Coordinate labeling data
======

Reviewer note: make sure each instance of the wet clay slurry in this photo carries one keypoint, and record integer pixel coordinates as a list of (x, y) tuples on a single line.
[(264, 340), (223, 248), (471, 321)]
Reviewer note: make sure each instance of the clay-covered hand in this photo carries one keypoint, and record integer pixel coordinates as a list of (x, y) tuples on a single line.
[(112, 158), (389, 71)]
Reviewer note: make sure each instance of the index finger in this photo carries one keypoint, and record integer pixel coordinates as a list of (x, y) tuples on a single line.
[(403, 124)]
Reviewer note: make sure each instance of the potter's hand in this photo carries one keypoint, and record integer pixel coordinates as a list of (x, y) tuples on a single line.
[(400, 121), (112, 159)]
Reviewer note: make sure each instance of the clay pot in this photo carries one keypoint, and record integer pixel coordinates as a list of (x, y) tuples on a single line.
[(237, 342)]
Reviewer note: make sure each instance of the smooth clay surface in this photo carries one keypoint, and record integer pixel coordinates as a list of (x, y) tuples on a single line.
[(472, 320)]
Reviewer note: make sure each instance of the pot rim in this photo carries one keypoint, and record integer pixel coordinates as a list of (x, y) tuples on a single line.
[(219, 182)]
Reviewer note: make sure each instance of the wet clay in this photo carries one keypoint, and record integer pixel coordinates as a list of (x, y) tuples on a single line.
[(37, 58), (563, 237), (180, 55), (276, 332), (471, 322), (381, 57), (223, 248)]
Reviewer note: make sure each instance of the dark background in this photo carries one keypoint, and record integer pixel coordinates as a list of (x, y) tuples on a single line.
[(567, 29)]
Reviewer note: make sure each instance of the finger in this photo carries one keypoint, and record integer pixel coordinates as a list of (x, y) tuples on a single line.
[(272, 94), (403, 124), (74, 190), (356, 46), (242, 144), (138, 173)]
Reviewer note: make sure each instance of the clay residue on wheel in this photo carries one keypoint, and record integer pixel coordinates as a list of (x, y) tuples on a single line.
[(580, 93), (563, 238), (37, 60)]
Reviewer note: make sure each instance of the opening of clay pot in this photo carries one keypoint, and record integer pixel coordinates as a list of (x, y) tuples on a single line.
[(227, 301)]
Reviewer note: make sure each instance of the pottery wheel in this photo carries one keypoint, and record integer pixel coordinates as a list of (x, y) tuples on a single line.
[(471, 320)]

======

Transcribe every line of the data, exactly as it stands.

Reviewer note: make sure each instance of the wet clay slurry in this photo carries one keypoint, and record integer pixel coordinates as a list of (x, y) tuples on a single line.
[(264, 340), (223, 248), (471, 321)]
Reviewer note: make sure each instance of the clay-covered hand in this photo carries one keypoint, and record integer pixel coordinates as a list of (x, y) tuples on a single line.
[(112, 158), (389, 71)]
Reviewer note: make sure each instance of the index finger in this photo carries one keypoint, and record integer pixel coordinates as a list of (x, y) tuples on a single line.
[(403, 124)]
Reviewer note: make sure each instance of the potter's hand in this photo carries one keypoint, and record integer pixel coordinates as a list of (x, y) tuples on a single line.
[(400, 121), (112, 159)]
Reviewer note: make sure each instance of the clay pot in this photo carries one keypoint, and record integer pixel coordinates as a list of (x, y) tuples on a single line.
[(237, 342)]
Reviewer note: make sure each instance of the smooth clay surface in this photo carries one keypoint, and record integer pixel coordinates as a list of (x, y) tuples on a single line.
[(472, 320)]
Reviewer note: make sure each instance of the pot rim in this photo carries one keypoint, and record integer pixel coordinates as a list of (x, y) tuples on a single line.
[(219, 182)]
Reviewer note: make sure each instance of the wet clay in this photo carries one keypoint, and record integer pixel coordinates as a list of (x, y) tuples on a single line.
[(37, 58), (563, 237), (180, 55), (276, 332), (471, 322), (381, 57), (223, 248)]
Reviewer note: make sure each instance of the dark background in this photo carries one keypoint, and record integer pixel coordinates as a list of (x, y) tuples on a single line.
[(567, 29)]
Reviewer note: make sure each instance of the finger in this photo carries one keypoint, and record integer pixel coordinates as a list of (x, y) tuples on a single line.
[(272, 94), (403, 124), (74, 190), (356, 46), (242, 144), (138, 173)]
Reviewer note: make sure each instance of the clay residue on wheel in this photo carries one keypoint, and record integer pixel coordinates as a list of (x, y) tuples on a single line.
[(580, 93), (563, 238), (37, 60)]
Reviewer note: make sure each instance of the opening of clay pot in this photo carries one keypoint, and record integer pixel coordinates as a list of (x, y) tuples on a single line.
[(227, 301)]
Reviewer note: make sure each instance of the pottery wheel in this photo carries one keypoint, and record integer pixel coordinates as a list of (x, y) tuples on a single line.
[(471, 320)]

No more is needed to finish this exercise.